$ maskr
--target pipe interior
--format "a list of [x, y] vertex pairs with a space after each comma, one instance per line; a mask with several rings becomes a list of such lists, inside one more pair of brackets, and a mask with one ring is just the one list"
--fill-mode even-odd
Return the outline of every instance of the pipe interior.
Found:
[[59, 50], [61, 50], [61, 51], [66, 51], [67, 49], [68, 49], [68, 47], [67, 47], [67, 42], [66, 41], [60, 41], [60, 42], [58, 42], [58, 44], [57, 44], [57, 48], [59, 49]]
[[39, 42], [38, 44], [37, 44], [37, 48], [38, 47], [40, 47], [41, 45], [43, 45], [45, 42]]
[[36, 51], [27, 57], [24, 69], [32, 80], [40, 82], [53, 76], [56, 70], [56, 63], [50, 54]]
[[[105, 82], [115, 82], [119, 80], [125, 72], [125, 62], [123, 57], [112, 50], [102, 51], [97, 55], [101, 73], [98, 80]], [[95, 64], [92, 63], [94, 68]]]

**********

Stated exercise
Could you set out every line of the entries above as a Markdown table with the columns Row and Line, numbering the rows and leaving out any blank lines?

Reply
| Row | Line |
|---|---|
| 1 | $ maskr |
| 2 | --target pipe interior |
| 3 | --format "a list of [x, y] vertex pairs with a space after each comma, one instance per line; a mask with several rings becomes a list of such lists, inside one more pair of brackets, and a mask with one ring is just the one list" |
| 4 | --fill-mode even-odd |
| 5 | Return the outline of every instance of the pipe interior. |
| 6 | Found: |
| 7 | [[59, 50], [61, 50], [61, 51], [66, 51], [67, 49], [68, 49], [68, 47], [67, 47], [67, 42], [66, 41], [60, 41], [60, 42], [58, 42], [58, 44], [57, 44], [57, 48], [59, 49]] |
| 8 | [[39, 42], [38, 44], [37, 44], [37, 48], [38, 47], [40, 47], [41, 45], [43, 45], [45, 42]] |
| 9 | [[36, 51], [27, 57], [24, 69], [32, 80], [40, 82], [53, 76], [56, 70], [56, 63], [50, 54]] |
| 10 | [[[105, 82], [115, 82], [119, 80], [125, 72], [125, 62], [123, 57], [112, 50], [102, 51], [97, 55], [101, 73], [98, 80]], [[95, 64], [92, 63], [94, 68]]] |